Segment Open
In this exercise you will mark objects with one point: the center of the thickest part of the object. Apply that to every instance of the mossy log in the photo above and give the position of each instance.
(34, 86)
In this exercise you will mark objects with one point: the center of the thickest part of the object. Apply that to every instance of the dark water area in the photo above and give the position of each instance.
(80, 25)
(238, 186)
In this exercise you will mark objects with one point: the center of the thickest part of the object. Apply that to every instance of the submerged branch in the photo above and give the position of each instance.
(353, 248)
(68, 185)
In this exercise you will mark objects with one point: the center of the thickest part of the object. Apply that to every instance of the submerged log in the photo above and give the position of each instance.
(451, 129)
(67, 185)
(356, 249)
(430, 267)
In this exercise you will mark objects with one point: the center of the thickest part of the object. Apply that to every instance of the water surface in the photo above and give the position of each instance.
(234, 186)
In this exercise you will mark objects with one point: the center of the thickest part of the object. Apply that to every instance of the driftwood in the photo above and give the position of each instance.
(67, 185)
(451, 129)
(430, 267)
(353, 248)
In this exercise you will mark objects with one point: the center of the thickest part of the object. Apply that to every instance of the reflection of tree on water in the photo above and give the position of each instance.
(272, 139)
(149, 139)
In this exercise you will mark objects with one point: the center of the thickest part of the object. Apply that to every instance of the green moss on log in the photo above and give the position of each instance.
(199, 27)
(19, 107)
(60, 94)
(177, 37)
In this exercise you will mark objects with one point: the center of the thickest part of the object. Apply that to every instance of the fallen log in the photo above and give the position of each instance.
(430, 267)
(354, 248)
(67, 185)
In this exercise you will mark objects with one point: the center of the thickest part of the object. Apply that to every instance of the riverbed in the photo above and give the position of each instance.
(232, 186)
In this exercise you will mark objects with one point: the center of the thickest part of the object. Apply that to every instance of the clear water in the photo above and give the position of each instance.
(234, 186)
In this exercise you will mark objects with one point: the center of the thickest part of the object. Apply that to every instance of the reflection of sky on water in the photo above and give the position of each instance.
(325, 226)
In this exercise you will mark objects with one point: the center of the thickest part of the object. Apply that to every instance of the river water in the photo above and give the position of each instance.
Segment Closed
> **Action item**:
Please give back all of the data exactly as it appears.

> **Written response**:
In this exercise you will mark objects with one point: the center of the thickest part of the object. Apply that to every instance of the mossy log in the photo above and give the position of each instance.
(34, 86)
In this exercise you will mark objects with one point: the center of the thickest part of the object. Apply that to every instance of the dark water area in the photo above and give the position of each instance.
(80, 25)
(238, 186)
In this exercise you will mark objects with one point: the center of the thickest part of the object. Apply that to every instance of the submerged branch in the photo above and give the position of each instance.
(353, 248)
(68, 185)
In this exercise you will mark objects with one point: the center of the thickest part of the object. Apply that to every instance of the submerged log in the photo above and give the position of each instance.
(451, 129)
(67, 185)
(356, 249)
(430, 267)
In this exercise you will mark objects with one point: the center of the thickest part of the object. Apply that to every instance of the water surface in the photo above and give the position of each instance.
(234, 186)
In this exercise you will mark objects with one point: the center of the thickest part of the object. Apply that to every instance of the driftwood in the photo above and give the position of each instance.
(67, 185)
(451, 129)
(430, 267)
(353, 248)
In this exercise you will mark objects with one point: the center of the thickest part of the object. Apply that to every instance of the reflection of tree on water in the photo above and give the position of each instance.
(272, 139)
(149, 139)
In this exercise you will mark objects with one point: the center of the thickest part of the object. Apply that to every instance of the green moss on log in the photo above and give the position of each instance.
(199, 27)
(19, 107)
(60, 94)
(177, 37)
In this exercise you will mark objects with one point: the center of the thickest part of the object. Apply that to every instance of the fallen log in the photo above and give the position of each instance.
(430, 267)
(354, 248)
(67, 185)
In this exercise you will mark objects with one point: the center of the thickest part of the object. Apply that to every instance of the riverbed in the photo above and give the position of each instance.
(232, 186)
In this exercise you will mark objects with one point: the center of the thickest part of the object. Apply that to every instance of the clear water in the photo above and give the position of each instance.
(234, 186)
In this exercise you will mark objects with one point: the center of the thickest part of the object. Apply that to every instance of the reflection of sky on water in the photo above and give the position of each instance.
(325, 226)
In this exercise you will mark objects with one point: the center of the thickest part of the object. Apply that to every instance of the river water in the photo above and give the position of each instance.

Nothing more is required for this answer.